- Task details
Continue the news piece about a Vermont literary magazine's prize honoring Lucy Terry Prince, starting after its final sentence.

- Extract
####################
A Vermont literary magazine highlighting “rural LGBTQ+ and [people of color] voices” is offering a prize honoring the memory of a former slave who composed a poem about a colonial-era attack by Indians on a white settlement.

Lucy Terry Prince (c. 1730-1821), a slave who was purchased and freed by a man who later married her during the mid-1750s, composed a poem about a 1746 attack on what the poem calls “Some very valiant men” in Deerfield, Massachusetts.

The poem, called “Bars Fight,” names five men – all white – who died in the attack. The poem describes the Indian attackers as “Some very awful creatures.”

The poem is credited as the first literary work composed by an African-American in English.

The literary magazine, Mount Island, has not published in five years, but is planning to start publishing again in 2020, in part to counter “the mainstream American imagination” that its web site says “believes in a false countryside – one too white, conservative, or just plain quiet for any queer or Black or brown person to feel at home.”
####################
- Extracted information
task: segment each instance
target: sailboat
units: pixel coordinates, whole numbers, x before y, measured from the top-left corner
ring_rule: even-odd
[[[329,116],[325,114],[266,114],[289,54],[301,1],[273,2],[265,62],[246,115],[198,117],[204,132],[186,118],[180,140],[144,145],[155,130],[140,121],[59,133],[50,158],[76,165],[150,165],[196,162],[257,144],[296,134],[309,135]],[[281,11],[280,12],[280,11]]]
####################
- Output
Yet that’s not so, the web site says:

“But we are out here, holding down the countryside. Even as we live in the face of constant erasure, we live creatively, infectiously.”

The poetry contest is open to poets of color who live in or are from a rural place. A $500 cash prize, publication in a print anthology, and an invitation to participate in a panel discussion on “race, art, and the rural” will go to the winner, according to The Keene Sentinel.

The magazine is headquartered in Brattleboro, Vermont.